Point-per-instance localization data:
* * * * *

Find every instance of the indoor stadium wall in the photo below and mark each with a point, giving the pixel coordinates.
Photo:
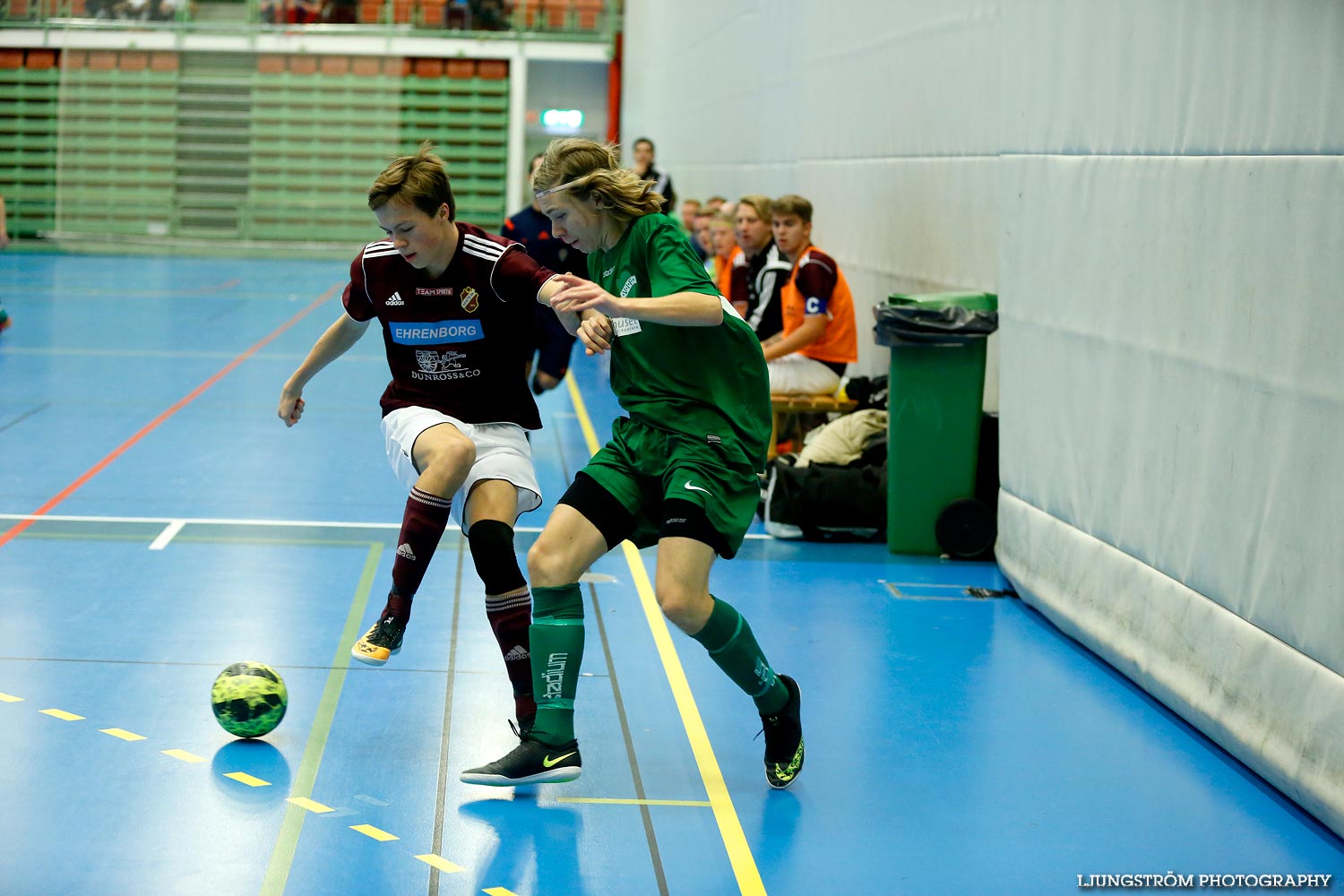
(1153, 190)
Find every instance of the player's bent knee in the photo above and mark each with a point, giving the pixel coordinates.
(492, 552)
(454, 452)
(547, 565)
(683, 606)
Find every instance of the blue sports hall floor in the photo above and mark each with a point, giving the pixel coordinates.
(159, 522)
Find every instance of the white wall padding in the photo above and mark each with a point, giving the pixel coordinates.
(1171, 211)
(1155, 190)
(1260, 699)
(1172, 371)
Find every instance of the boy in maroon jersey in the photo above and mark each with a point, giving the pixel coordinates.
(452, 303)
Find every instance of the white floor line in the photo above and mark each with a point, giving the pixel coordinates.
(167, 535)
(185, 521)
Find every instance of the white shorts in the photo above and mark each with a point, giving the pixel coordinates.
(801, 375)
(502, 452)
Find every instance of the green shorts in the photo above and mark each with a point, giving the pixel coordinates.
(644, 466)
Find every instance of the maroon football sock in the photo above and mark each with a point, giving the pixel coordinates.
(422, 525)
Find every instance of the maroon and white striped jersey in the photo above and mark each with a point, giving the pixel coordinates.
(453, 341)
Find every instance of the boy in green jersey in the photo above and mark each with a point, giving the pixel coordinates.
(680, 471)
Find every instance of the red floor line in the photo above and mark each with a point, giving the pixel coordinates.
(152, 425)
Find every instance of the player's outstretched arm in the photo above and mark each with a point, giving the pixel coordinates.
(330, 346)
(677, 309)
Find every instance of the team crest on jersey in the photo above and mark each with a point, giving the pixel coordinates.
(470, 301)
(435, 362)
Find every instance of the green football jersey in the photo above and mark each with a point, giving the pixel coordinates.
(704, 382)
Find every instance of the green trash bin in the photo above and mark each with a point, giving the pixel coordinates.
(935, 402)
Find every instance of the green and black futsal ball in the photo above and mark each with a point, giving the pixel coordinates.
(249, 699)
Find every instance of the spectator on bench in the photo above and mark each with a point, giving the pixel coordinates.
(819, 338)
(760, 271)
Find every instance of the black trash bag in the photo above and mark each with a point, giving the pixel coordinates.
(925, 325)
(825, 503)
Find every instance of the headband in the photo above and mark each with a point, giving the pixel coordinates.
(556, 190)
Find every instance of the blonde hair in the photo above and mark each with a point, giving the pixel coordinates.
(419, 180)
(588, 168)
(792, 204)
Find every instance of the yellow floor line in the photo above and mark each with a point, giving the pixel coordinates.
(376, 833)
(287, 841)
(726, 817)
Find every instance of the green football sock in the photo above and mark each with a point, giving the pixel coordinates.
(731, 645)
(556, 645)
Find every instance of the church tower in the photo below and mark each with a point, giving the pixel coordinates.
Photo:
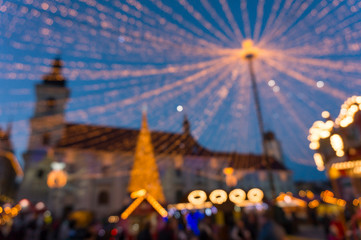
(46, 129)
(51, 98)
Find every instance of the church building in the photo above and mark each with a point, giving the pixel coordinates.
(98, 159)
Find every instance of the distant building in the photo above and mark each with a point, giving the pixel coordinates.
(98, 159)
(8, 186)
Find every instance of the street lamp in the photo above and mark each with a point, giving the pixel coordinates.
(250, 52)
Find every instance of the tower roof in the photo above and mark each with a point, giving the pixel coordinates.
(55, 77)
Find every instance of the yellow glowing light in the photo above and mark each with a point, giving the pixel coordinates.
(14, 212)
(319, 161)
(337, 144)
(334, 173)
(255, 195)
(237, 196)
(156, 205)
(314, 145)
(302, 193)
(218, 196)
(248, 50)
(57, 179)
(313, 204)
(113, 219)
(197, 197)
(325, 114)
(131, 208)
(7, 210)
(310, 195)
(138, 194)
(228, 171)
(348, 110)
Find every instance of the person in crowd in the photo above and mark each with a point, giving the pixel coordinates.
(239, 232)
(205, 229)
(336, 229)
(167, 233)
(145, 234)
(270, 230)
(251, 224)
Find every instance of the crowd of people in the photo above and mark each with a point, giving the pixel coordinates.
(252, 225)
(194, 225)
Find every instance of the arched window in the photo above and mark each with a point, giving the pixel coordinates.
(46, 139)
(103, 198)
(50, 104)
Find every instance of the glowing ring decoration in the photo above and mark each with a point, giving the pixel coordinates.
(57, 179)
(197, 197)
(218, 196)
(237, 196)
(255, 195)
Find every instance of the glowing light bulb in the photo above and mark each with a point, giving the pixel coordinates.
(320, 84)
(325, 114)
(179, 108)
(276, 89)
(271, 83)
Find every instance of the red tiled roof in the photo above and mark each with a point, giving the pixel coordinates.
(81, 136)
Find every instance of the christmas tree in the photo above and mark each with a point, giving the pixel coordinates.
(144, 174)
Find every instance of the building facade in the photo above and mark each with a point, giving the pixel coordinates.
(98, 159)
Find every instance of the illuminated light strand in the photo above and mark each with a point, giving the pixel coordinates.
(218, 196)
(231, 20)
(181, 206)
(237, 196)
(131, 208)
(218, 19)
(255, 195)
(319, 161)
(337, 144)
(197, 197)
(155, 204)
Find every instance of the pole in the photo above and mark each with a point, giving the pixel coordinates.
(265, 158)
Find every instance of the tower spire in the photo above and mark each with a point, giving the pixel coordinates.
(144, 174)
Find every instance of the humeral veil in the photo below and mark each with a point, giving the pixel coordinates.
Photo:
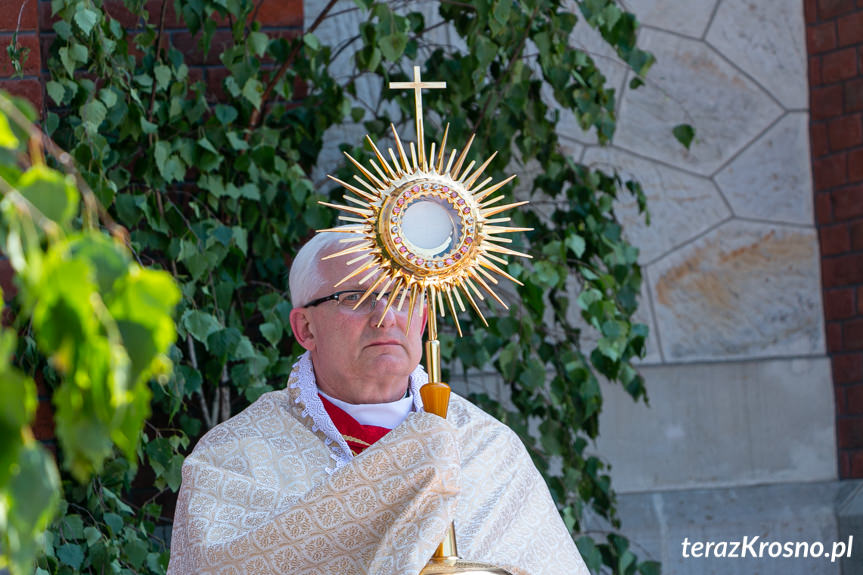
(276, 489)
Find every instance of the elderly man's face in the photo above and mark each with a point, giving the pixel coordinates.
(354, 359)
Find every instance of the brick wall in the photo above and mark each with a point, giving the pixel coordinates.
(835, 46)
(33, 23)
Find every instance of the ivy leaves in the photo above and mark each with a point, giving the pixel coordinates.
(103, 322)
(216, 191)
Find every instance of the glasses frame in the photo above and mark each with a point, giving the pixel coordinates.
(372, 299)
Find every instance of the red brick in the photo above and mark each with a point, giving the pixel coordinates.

* * * * *

◆ **WORK INSTRUCTION**
In your copy, every entry above must match word for word, and no picture may appear.

◆ **EXERCISE ANSWER**
Find every instance of the indoor stadium wall in the photo below and mark each with a point, giving the pixel coordinates.
Photo:
(1153, 190)
Find every instance of the player's bent knee in the photo above and mark each with a point, giving the pixel coordinates.
(492, 552)
(454, 452)
(547, 565)
(683, 606)
Find every instance of the blue sports hall floor in the photo above and mark each with a point, giving the pixel coordinates.
(159, 522)
Find every instance of the white wall padding in the photo above and mark each with a point, giving the pixel coordinates.
(1171, 211)
(1155, 190)
(1260, 699)
(1172, 371)
Find every instance of the boy in maroon jersey in the photo above and mark each with a point, giving the pixel coordinates.
(452, 303)
Find every instance of the white floor line in the photo above and mark each with a point, giving the pixel coordinates.
(167, 535)
(185, 521)
Find every instance of the white shorts in the photo above and mark each with a point, giving the pixel coordinates.
(801, 375)
(502, 452)
Find every instance of the green shorts in the photo above and mark each with a point, giving the pixel coordinates.
(644, 466)
Find every instance of the maroon football sock in the photo above and mark each with a point, giving the pixel coordinates.
(422, 525)
Find every instance of the maroon and white striped jersey in the photo above and mark each with a point, giving the pixel coordinates.
(453, 341)
Find every instance of the boy in green jersey in the photo above and mark each with a point, giving the pixel coordinates.
(680, 471)
Find every instance of the red floor line in the photo above and mark each with a point, giving the pixel coordinates.
(152, 425)
Find every instance of the player's outstretched arm in the photo above and mark each with a point, giving the pixel coordinates.
(330, 346)
(677, 309)
Find every instance of the team crest on jersey in the photo above and mark each with a point, giving the pixel coordinates.
(470, 301)
(435, 362)
Find every instance of the green football jersey in the photo above and mark each with a point, giving the pixel coordinates.
(704, 382)
Find every instance of the green trash bin in the photo above and mark each with a point, giving the pixel coordinates.
(935, 402)
Find every instance of the green and black futsal ball in the photo above and mark each with a point, giving the pixel coordinates.
(249, 699)
Find every instance of the spectator on bench in the photo above and mark each with a point, giving the pixel coordinates.
(819, 338)
(760, 271)
Find every instance of the black trash bag in the photo above and mark each with a point, giving the pixel coordinates.
(925, 325)
(825, 503)
Find every instance of the headband in the photo above and mark each with a point, giving the pixel coordinates.
(556, 190)
Find every instance of the blonde hair in the photo above and mark each with a point, giving the pixel coordinates.
(419, 180)
(588, 168)
(792, 204)
Find every instance of the yellow floor line in the photo above and mark each with a point, giving the pixel coordinates.
(376, 833)
(287, 841)
(726, 817)
Find every instance of the green football sock in the photo above and mark each with a point, giving the pixel coordinates.
(731, 645)
(556, 645)
Find every instance of the church tower in the photo below and mark each with a point, giving the pixel coordinates.
Photo:
(46, 129)
(51, 98)
Find every instance of the church building in the photo above and mark each with a point, giving the pixel coordinates.
(98, 159)
Find every instance of the distant building in the photo above and mark each with a point, giving the pixel coordinates.
(98, 159)
(8, 186)
Find every instance of the street lamp in the photo above and mark each with a point, giving the pixel coordinates.
(250, 52)
Find every instance of the tower roof in the photo above and mark each with a point, giving the pixel coordinates.
(55, 77)
Find every instance of the yellow glowing light in the photo above and mark each with a point, giving the pixel coordinates.
(14, 212)
(319, 161)
(337, 144)
(334, 173)
(255, 195)
(237, 196)
(156, 205)
(314, 145)
(302, 193)
(218, 196)
(248, 50)
(57, 179)
(313, 204)
(113, 219)
(197, 197)
(325, 114)
(131, 208)
(7, 210)
(310, 195)
(138, 194)
(228, 171)
(348, 110)
Find every instance of the person in crowd in the photo above and mark each with a point, giving the pixel coordinates.
(239, 232)
(205, 229)
(336, 229)
(167, 233)
(145, 234)
(270, 230)
(251, 224)
Find every instance of the crowd of people in the photo above and mark each with a point, giving the pixel coordinates.
(252, 225)
(194, 225)
Find every instance of the arched window in the photo above and mark each with a point, giving the pixel coordinates.
(46, 139)
(103, 198)
(50, 104)
Find every instance of the glowing ring decoration in the photo above and mark each with a point, giving the pixel coordinates.
(57, 179)
(197, 197)
(218, 196)
(237, 196)
(255, 195)
Find every instance of the glowing light bulb in the photo above and mark each with a point, giving the pixel coordinates.
(320, 84)
(325, 114)
(179, 108)
(276, 89)
(271, 83)
Find every instance of the red tiled roof in the photo above and mark each with a point, giving the pixel coordinates.
(81, 136)
Find every instance of the christmas tree in the photo above and mark each with a point, giving the pixel coordinates.
(144, 174)
Find every instance of the building facade in the photo above and mark each with a point, giving the pixel coordinates.
(98, 159)
Find every instance of the illuminated light strand in the photo above and mark each with a point, giving the pixel coordinates.
(218, 196)
(231, 20)
(181, 206)
(237, 196)
(131, 208)
(218, 19)
(255, 195)
(319, 161)
(337, 144)
(197, 197)
(155, 204)
Find every instance of the pole in the photo above and mark each with a point, giving the pixel coordinates.
(265, 158)
Find every instance of the tower spire in the photo above and mark each with a point, giving the pixel coordinates.
(144, 174)
Find every instance of the humeral veil in the photo below and mark each with a point, giving the pixel coordinates.
Photo:
(276, 489)
Find every instance of the elderly man's face in the photo above and mark each with a point, giving the pixel coordinates.
(354, 359)
Find every instance of the brick wall in the photo above and mark each with a point, giving the pixel coordinates.
(835, 46)
(33, 23)
Find every instance of the ivy leaves in the photo above and mark each with a point, giving the pixel coordinates.
(103, 322)
(216, 191)
Find every instance of the glasses frame in the photo above and mark each with a point, giving the pixel coordinates.
(372, 299)
Find every instance of the red brick in the photo above and mark each with a point, giving the pixel coordinates.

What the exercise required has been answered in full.